◆ **Work request 1**
Copy word for word the part of the NYCJUG meeting notes below, starting with "We will look" and going on through "source directory name.".

◆ **Selected excerpt**
···

NYCJUG/2021-07-13

Meeting Agenda for NYCJUG 20210713

Beginner's Regatta: looking at a simple piece of code to copy a directory
Show-and-tell: More poker code! Adapting to Unicode and problems with intertwined code
Advanced Topics: Solutions to the "Three consecutive digits" problem
Learning and Teaching J: A study of the effect of lack of mathematics education on brain development

Beginner's Regatta

We will look at a simple piece of J code that simply copies a directory from one location to another, usually to a different drive.

This example is notable because of all the lines surrounding the single line that does the heavy lifting. Preceding this line are numerous checks and pre-condition settings. The numerous lines following are comments showing examples of the most common uses of the routine.

We start the function with a simple statement about what it does, then we rename "x" and "y" to more meaningful names since we will be using each of them numerous times and this helps clarify that code.

copyDir=: 4 : 0
NB.* copyDir: copy directory x and all its files to directory y
NB.   fromdir=. endSlash x [ todir=. endSlash y
   fromdir=. x [ todir=. y
   assert. dirExists fromdir}.~-'*'={:fromdir      NB. Drop trailing * from the source directory name.
   if. -.dirExists todir do. createdir todir end.                NB. Create destination directory
   if. -.dirExists todir do. shell 'mkdir ',todir end. [ wait 1  NB. multiple ways because of experience
   wait -.dirExists todir                                        NB. with the flakiness of this operation.
   if. -.dirExists todir do. shell 'mkdir ',todir end.           NB. Try again just in case...
   wait -.dirExists todir
   sf=. 1 0                    NB. Assume 1 success, 0 failures...
   try. fromdir fcopy todir catch. sf=. 0 1 end.        NB. All the actual work...
   sf
NB.EG NB. Copy dir from D: to Z: and other disks.
NB.EG 'CGZ' (] copyDir [,[:}.])&.> <'D:\amisc\pix\Sel\2006Q4\20061012'
NB.EG 'CGZ' (] copyDir [,[:}.])&.> <'D:\amisc\pix\Photos\2006Q4\20061012'
NB.EG 6!:2 '''DG'' (] copyDir [,[:}.])&.> <''C:\amisc\Jsys'''
NB.EG 'CGZ' (] copyDir [,[:}.])&.> <'D:\amisc\pix\Photos\2021Q3\20210709'
NB.EG 'CGZ' (] copyDir [,[:}.])&.> <'D:\amisc\pix\Sel\2021Q3\20210709'
NB.EG 'CGZ' (] replaceDir [,[:}.])&.> <'D:\amisc\pix\Photos\2021Q3\20210709'
)

The examples in the trailing comments are at the end of the definition so that they may be selected and customized when this is used; being at the end keeps them closer to the command line when we enter the bare function name to display its definition.

···

(Stored records)
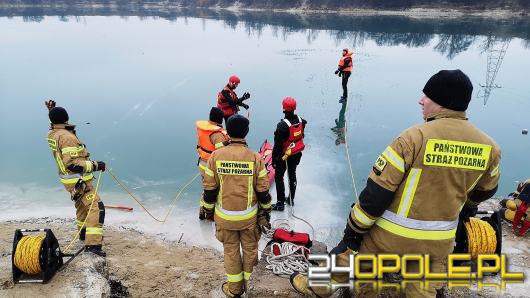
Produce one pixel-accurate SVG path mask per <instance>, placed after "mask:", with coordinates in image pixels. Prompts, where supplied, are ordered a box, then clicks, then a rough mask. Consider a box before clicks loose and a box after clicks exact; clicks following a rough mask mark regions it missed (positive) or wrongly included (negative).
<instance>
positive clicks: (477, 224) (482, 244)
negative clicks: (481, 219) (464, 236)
mask: <svg viewBox="0 0 530 298" xmlns="http://www.w3.org/2000/svg"><path fill="white" fill-rule="evenodd" d="M464 225H465V227H466V231H467V242H468V251H469V254H470V255H471V258H472V259H476V258H477V257H478V255H479V254H493V253H495V249H496V248H497V237H496V235H495V230H494V229H493V227H492V226H491V225H490V224H489V223H488V222H486V221H484V220H481V219H478V218H474V217H471V218H470V219H469V222H466V223H464Z"/></svg>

···

◆ **Work request 2**
Write out the rows above word for word, starting with their first line and going on through the line with "positive clicks: (477, 224) (482, 244)", with both of those lines included. Leave the picture out.

◆ **Task response 1**
We will look at a simple piece of J code that simply copies a directory from one location to another, usually to a different drive.

This example is notable because of all the lines surrounding the single line that does the heavy lifting. Preceding this line are numerous checks and pre-condition settings. The numerous lines following are comments showing examples of the most common uses of the routine.

We start the function with a simple statement about what it does, then we rename "x" and "y" to more meaningful names since we will be using each of them numerous times and this helps clarify that code.

copyDir=: 4 : 0
NB.* copyDir: copy directory x and all its files to directory y
NB.   fromdir=. endSlash x [ todir=. endSlash y
   fromdir=. x [ todir=. y
   assert. dirExists fromdir}.~-'*'={:fromdir      NB. Drop trailing * from the source directory name.

◆ **Task response 2**
Produce one pixel-accurate SVG path mask per <instance>, placed after "mask:", with coordinates in image pixels. Prompts, where supplied, are ordered a box, then clicks, then a rough mask. Consider a box before clicks loose and a box after clicks exact; clicks following a rough mask mark regions it missed (positive) or wrongly included (negative).
<instance>
positive clicks: (477, 224) (482, 244)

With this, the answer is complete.